Goal of the exercise. Transcribe the line containing "Each instance receives one keypoint. Mark the blooming" and every line after it, exactly, through the end of the records.
■ ■ ■ ■ ■ ■ ■
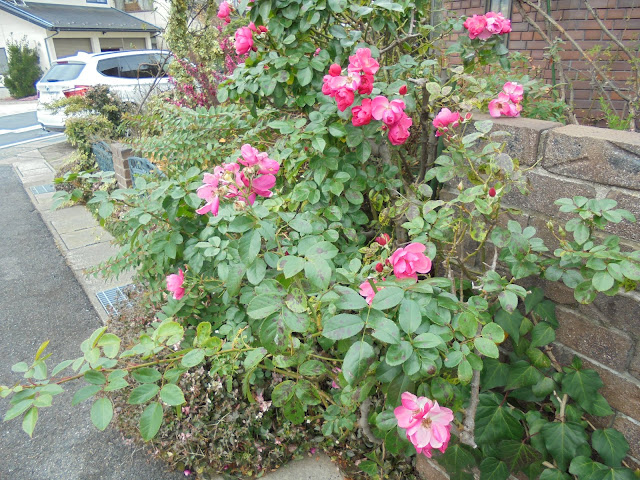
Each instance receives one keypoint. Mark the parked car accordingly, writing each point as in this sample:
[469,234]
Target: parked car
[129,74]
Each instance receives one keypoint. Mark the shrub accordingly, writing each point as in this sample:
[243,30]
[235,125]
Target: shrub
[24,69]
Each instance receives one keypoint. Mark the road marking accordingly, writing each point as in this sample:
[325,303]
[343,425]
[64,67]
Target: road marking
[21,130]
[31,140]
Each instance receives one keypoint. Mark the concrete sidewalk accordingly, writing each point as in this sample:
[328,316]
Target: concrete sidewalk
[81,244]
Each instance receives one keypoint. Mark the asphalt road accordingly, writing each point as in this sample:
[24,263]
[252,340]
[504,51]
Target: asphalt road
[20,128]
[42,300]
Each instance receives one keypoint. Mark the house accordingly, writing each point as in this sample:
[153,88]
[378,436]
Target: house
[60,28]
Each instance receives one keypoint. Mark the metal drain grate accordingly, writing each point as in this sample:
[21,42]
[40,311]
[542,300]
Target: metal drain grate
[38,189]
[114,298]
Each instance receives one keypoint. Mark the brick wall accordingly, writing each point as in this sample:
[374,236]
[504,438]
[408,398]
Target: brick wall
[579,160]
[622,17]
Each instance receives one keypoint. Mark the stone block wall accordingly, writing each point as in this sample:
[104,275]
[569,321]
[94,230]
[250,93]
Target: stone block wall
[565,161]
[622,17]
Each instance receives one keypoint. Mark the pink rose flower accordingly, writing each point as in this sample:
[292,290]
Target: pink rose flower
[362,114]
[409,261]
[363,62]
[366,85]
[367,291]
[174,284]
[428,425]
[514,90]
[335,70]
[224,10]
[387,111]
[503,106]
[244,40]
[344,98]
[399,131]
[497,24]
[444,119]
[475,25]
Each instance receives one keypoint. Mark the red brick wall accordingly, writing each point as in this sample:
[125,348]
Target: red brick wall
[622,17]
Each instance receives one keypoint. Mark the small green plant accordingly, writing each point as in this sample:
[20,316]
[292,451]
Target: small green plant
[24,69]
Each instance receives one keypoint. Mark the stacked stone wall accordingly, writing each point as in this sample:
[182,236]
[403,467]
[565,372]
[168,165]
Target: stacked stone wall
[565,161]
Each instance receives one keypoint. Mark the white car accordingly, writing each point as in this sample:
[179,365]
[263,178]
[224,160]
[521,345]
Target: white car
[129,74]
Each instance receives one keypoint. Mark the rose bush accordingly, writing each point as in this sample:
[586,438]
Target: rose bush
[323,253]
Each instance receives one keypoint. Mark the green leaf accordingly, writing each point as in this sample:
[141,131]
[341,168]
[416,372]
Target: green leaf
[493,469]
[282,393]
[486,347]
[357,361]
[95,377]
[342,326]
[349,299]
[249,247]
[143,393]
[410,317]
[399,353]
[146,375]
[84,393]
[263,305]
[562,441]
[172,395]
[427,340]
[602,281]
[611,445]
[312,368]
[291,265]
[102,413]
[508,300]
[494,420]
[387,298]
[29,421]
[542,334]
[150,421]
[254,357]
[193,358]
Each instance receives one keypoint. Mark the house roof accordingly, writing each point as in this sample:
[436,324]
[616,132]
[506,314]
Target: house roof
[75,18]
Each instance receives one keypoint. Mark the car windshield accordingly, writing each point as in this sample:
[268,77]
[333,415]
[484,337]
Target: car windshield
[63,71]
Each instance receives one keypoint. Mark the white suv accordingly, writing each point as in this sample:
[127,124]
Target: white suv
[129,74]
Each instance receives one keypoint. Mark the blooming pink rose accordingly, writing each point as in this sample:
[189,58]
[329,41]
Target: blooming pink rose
■ ■ ■ ■ ■ ■ ■
Answer area.
Each instance receives one keypoint. Mark the blooming pink rose accordingly, writing each point as in this sample:
[189,58]
[329,41]
Target: blooming pink rose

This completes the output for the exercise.